▶ Problem A
Do these statements agree with the forum thread on FreeBSD and Windows frameworks? Answer yes or no for each, quoting the words from the thread that decide it. (i) The thread calls the .NET framework a core OS framework. (ii) The thread names Winsock and User32 as things that can't be downgraded or upgraded at will. (iii) The thread says FreeBSD's window managers are much easier to install.
▶ Problem B
In the forum thread on FreeBSD and Windows frameworks, what does calling something a standard thing usually translate to?

[[ Text segment open ]]

Arguably FreeBSD has way more UI enhancements (Window Managers). They are also much easier to install. If I recall, the guys behind these Windows themes (Stardock?) had to reverse engineer and hack at (patch) the theme engine to allow third party customizations.


astyle said:


> As for downgrading Windows frameworks, all you need is an older version of .NET to be available. It's possible on Windows.


I did explicitly mention "native" frameworks (Things that the OS and Microsoft actually use internally) to discount Microsoft's Java clone. For example on FreeBSD it is very easy to install different versions of Java / Python / Mono, etc. Likewise the .NET framework isn't actually a core OS framework (It isn't even really a framework any more than Python is).

MFC, Winsock, Shell32, User32, Advapi32 are examples of things that you certainly won't be able to downgrade/upgrade at will. Where Microsoft does win is that these APIs rarely change so it gives great stability. Obviously Linux is crippled with constant mutations like systemd and Wayland. Whether it is better or not is really not important. What is important is that the API it is not stable unfortunately.


astyle said:


> If FreeBSD is the standard stuff to use, do FreeBSD, and have a handle on it. If Windows is the standard stuff to use, do Windows


Well kinda. If Microsoft owned FreeBSD, they would make sure that it would always be the "standard" stuff to use. Even if it isn't. So you can't trust that. There is no such thing as a standard thing. Usually that just translates to "the thing with highest marketing budget".


----------



## Beastie7 (Aug 17, 2021)

FreeBSD could use something like Win32 or Cocoa. it’s actually not that bad in terms of consistency at least.


----------



## kpedersen (Aug 17, 2021)

Beastie7 said:


> FreeBSD could use something like Win32 or Cocoa. it’s actually not that bad in terms of consistency at least.

[[ Text segment closed ]]
[[ Study material open ]]

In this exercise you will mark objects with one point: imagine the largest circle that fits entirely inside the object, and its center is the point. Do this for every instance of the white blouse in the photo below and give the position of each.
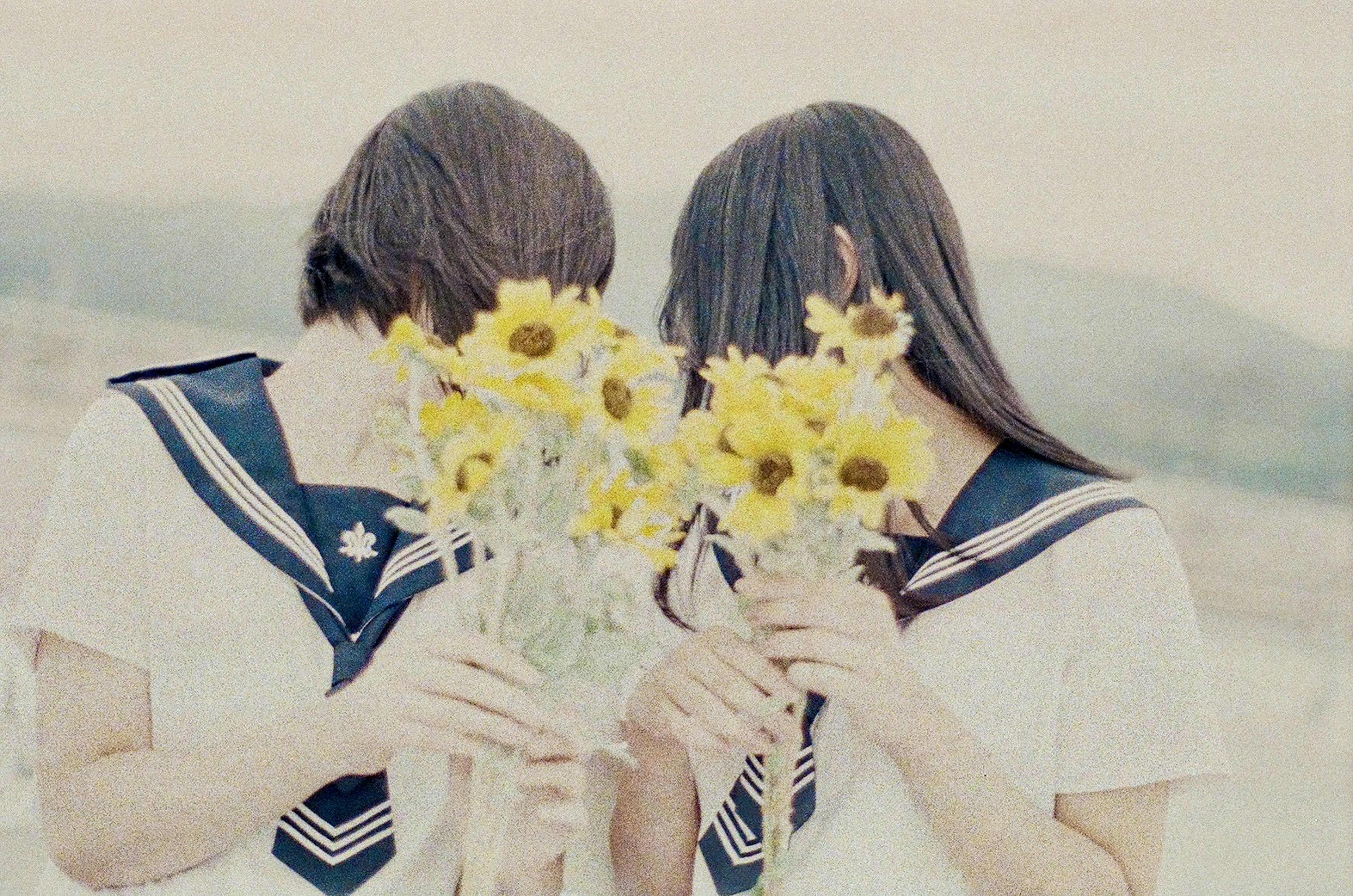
(1079, 671)
(132, 564)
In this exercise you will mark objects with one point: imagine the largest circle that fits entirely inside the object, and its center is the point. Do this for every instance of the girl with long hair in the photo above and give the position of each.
(248, 680)
(1002, 704)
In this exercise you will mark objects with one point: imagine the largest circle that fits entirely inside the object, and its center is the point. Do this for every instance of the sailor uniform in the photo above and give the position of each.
(1057, 629)
(179, 541)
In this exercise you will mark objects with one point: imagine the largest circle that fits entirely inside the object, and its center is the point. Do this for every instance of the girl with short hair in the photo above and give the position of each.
(248, 680)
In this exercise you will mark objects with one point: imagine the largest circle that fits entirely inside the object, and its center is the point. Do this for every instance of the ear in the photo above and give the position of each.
(850, 262)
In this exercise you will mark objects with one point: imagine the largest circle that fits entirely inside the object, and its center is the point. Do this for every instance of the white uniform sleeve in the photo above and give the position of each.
(87, 580)
(1136, 704)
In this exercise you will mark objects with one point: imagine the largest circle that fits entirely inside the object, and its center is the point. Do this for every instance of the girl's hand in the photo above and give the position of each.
(835, 639)
(550, 809)
(441, 695)
(712, 693)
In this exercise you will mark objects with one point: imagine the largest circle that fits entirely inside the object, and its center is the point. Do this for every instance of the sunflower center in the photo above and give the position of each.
(873, 323)
(616, 397)
(466, 469)
(772, 472)
(533, 340)
(865, 474)
(723, 444)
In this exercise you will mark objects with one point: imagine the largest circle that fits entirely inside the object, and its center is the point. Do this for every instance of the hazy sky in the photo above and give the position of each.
(1205, 144)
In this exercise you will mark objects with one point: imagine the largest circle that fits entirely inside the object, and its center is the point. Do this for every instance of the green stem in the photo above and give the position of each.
(493, 785)
(778, 809)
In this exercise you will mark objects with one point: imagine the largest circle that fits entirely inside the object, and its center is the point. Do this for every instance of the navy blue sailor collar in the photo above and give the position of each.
(1011, 509)
(220, 427)
(1014, 508)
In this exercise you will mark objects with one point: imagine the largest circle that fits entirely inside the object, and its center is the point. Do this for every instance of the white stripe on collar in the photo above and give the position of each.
(1010, 535)
(235, 480)
(416, 555)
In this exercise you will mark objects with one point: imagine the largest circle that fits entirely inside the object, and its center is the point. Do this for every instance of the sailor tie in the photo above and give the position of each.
(733, 842)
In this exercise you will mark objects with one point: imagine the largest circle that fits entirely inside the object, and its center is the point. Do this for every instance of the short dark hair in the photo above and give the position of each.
(452, 193)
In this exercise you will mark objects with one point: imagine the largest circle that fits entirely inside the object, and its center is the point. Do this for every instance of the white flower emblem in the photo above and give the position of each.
(356, 543)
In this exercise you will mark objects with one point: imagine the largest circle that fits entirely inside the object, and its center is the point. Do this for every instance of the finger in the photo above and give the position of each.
(752, 664)
(705, 708)
(761, 588)
(551, 745)
(822, 679)
(467, 721)
(562, 779)
(488, 655)
(755, 708)
(569, 815)
(723, 680)
(427, 740)
(815, 645)
(691, 733)
(448, 679)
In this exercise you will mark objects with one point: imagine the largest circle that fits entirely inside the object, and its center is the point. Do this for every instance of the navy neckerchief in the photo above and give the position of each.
(220, 427)
(1014, 508)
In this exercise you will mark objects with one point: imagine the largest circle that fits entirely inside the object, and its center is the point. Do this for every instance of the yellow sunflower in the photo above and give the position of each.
(773, 459)
(876, 465)
(467, 462)
(703, 440)
(869, 335)
(627, 397)
(814, 387)
(533, 331)
(454, 413)
(742, 384)
(404, 337)
(628, 514)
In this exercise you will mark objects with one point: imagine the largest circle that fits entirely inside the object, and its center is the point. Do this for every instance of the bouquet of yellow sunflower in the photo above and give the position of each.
(542, 440)
(800, 463)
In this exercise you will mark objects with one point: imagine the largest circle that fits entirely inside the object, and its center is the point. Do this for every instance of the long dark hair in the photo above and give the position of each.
(758, 235)
(454, 191)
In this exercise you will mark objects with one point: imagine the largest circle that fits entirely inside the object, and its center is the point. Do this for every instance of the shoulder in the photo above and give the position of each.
(1125, 541)
(1122, 573)
(111, 435)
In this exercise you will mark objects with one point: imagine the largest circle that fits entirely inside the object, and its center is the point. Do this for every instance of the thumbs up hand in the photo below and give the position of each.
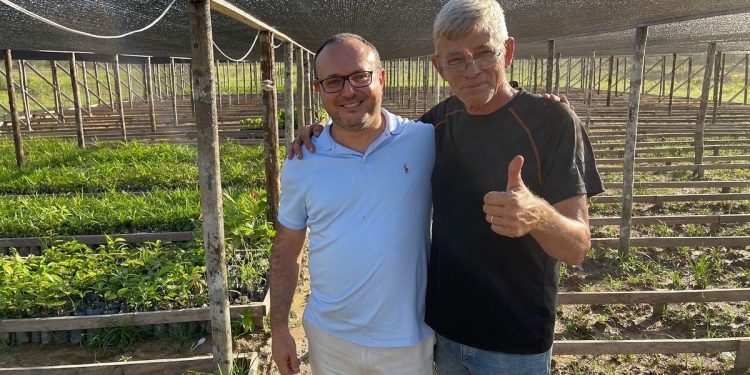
(516, 211)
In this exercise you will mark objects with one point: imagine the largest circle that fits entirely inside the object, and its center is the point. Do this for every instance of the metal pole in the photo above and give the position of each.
(76, 101)
(15, 121)
(206, 121)
(701, 123)
(636, 79)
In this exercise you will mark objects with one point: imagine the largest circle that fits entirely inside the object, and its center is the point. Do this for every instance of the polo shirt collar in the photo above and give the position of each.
(392, 127)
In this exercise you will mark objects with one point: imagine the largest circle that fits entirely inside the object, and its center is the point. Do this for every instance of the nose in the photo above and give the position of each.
(348, 89)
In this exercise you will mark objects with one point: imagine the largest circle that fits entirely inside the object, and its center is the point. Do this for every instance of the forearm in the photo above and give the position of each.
(564, 235)
(285, 266)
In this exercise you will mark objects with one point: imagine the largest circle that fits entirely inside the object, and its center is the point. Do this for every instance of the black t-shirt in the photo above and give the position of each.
(485, 290)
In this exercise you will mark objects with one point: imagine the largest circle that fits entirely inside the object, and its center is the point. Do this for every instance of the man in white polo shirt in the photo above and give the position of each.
(365, 196)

[[ Study material closed ]]

▶ Answer space A
(i) No: "the .NET framework isn't actually a core OS framework"
(ii) Yes: "MFC, Winsock, Shell32, User32, Advapi32 are examples of things that you certainly won't be able to downgrade/upgrade at will."
(iii) Yes: "They are also much easier to install."

▶ Answer space B
It usually translates to "the thing with highest marketing budget".